• _PROVIDED RECORDS_

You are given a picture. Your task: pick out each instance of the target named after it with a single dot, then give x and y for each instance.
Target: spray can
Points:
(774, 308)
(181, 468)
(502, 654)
---
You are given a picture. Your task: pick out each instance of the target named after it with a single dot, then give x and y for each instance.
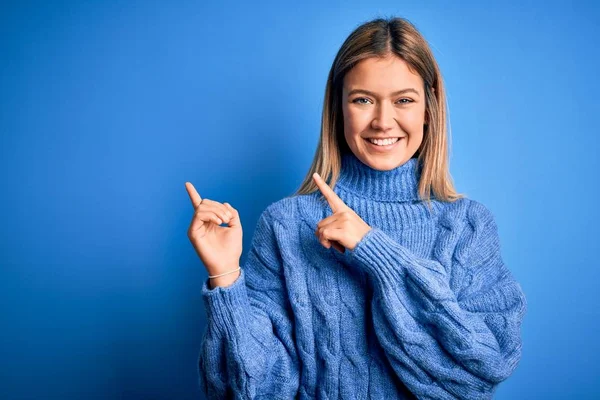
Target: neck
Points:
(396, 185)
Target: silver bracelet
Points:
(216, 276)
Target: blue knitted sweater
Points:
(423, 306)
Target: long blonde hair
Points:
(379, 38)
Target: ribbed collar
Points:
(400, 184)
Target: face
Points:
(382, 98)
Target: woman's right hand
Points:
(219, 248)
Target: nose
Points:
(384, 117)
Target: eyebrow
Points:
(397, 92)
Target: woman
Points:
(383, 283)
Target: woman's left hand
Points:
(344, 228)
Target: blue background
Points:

• _REQUIREMENT_
Go through the listing above and copy each line in which the string "woman" is found.

• _FINISHED TASK_
Target: woman's right hand
Target: woman
Target: woman's left hand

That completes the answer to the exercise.